■ INPUT MATERIAL
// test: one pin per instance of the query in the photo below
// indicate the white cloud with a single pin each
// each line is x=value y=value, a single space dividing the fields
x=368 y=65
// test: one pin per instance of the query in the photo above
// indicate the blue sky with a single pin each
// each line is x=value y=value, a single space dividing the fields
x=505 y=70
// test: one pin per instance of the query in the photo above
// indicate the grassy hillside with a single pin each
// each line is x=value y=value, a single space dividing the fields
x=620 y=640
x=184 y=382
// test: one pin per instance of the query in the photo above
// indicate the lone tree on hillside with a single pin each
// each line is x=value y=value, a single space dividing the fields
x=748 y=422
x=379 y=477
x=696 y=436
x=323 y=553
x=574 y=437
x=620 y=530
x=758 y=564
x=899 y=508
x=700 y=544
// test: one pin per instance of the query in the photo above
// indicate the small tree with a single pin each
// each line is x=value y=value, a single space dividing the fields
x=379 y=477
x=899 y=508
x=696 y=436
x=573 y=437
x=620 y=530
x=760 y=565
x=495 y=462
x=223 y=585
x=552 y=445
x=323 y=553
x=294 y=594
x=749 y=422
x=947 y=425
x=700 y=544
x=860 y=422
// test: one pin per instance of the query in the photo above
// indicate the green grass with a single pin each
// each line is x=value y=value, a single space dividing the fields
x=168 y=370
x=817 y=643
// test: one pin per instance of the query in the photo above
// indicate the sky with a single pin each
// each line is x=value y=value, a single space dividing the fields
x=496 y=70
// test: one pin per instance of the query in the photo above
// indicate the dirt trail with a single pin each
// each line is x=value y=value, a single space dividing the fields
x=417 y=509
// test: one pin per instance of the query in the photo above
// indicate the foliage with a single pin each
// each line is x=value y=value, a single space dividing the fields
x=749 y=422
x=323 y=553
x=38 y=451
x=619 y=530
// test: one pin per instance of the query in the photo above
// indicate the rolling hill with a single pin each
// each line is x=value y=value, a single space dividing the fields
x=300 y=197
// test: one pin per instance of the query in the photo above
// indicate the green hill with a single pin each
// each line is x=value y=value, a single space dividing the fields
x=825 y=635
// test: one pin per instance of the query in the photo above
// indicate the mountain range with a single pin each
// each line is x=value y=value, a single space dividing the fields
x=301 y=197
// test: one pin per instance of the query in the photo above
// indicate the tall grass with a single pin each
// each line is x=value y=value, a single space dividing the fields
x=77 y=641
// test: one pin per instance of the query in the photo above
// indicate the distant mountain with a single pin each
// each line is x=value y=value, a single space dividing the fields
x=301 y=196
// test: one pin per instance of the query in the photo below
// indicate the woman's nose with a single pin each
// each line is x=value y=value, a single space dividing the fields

■ EXERCISE
Take the data above and return it exactly.

■ EXERCISE OUTPUT
// test: one pin per instance of the query in the photo below
// indicate the white cloud with a single pin each
// each line is x=value y=value, a single space dividing the fields
x=368 y=65
// test: one pin per instance of the query in the photo above
// indicate the blue sky with a single pin each
// each line is x=value y=value, a single space dividing the fields
x=505 y=70
// test: one pin per instance of the query in the photo above
// indicate the grassy hillside with a single pin each
// each line is x=value y=value, a single space dividing the fields
x=620 y=640
x=184 y=382
// test: one pin per instance of the query in the photo above
// indicate the lone tree on hillside with a single pin each
// each line is x=value y=value, a single space dividing the fields
x=748 y=422
x=379 y=477
x=696 y=436
x=323 y=553
x=574 y=437
x=620 y=530
x=758 y=564
x=899 y=508
x=700 y=544
// test: one pin per instance of the query in the photo above
// indicate the small tree with a single pin each
// each line is x=value y=value, a single space dividing the fields
x=379 y=477
x=899 y=508
x=696 y=436
x=573 y=437
x=620 y=530
x=760 y=565
x=495 y=462
x=223 y=585
x=552 y=445
x=323 y=553
x=294 y=594
x=749 y=422
x=947 y=425
x=700 y=544
x=860 y=422
// test: one pin per instance of the query in the photo above
// indicate the green grass with a single pin each
// each line is x=value y=value, a single space dividing the fields
x=168 y=370
x=817 y=643
// test: one pin per instance of the query in the photo above
// indicate the sky with a single pin each
// each line is x=value y=value, a single space dividing the fields
x=496 y=70
// test: one pin per instance of the query in the photo above
// indicate the dirt trail with a single pin each
// each line is x=value y=value, a single space dividing the fields
x=417 y=509
// test: one pin per instance of the query in the photo above
// indicate the foliage with a single pin each
// each line is x=value y=value, a single space dividing the fields
x=749 y=422
x=323 y=553
x=38 y=451
x=619 y=530
// test: one pin per instance of the query in the photo above
// indicate the rolling hill with a single pin each
// each line is x=value y=value, a single space dividing the fields
x=300 y=197
// test: one pin per instance of the query in the photo above
// indicate the green hill with a single pin each
// each line is x=value y=value, a single space dividing the fields
x=825 y=635
// test: one pin per instance of the query in the photo above
// indicate the mountain range with a single pin each
// each line is x=value y=value, a single space dividing the fields
x=301 y=197
// test: one pin per instance of the query in the photo above
// indicate the tall grass with a single pin each
// each line is x=value y=value, a single space dividing the fields
x=77 y=641
// test: one pin per instance of the query in the photo above
// indicate the distant mountain with a single pin each
// each line is x=value y=value, a single space dividing the fields
x=301 y=196
// test: one pin per instance of the query in the photo below
// indicate the woman's nose with a single pin each
// each line is x=value y=value, a single space dividing the fields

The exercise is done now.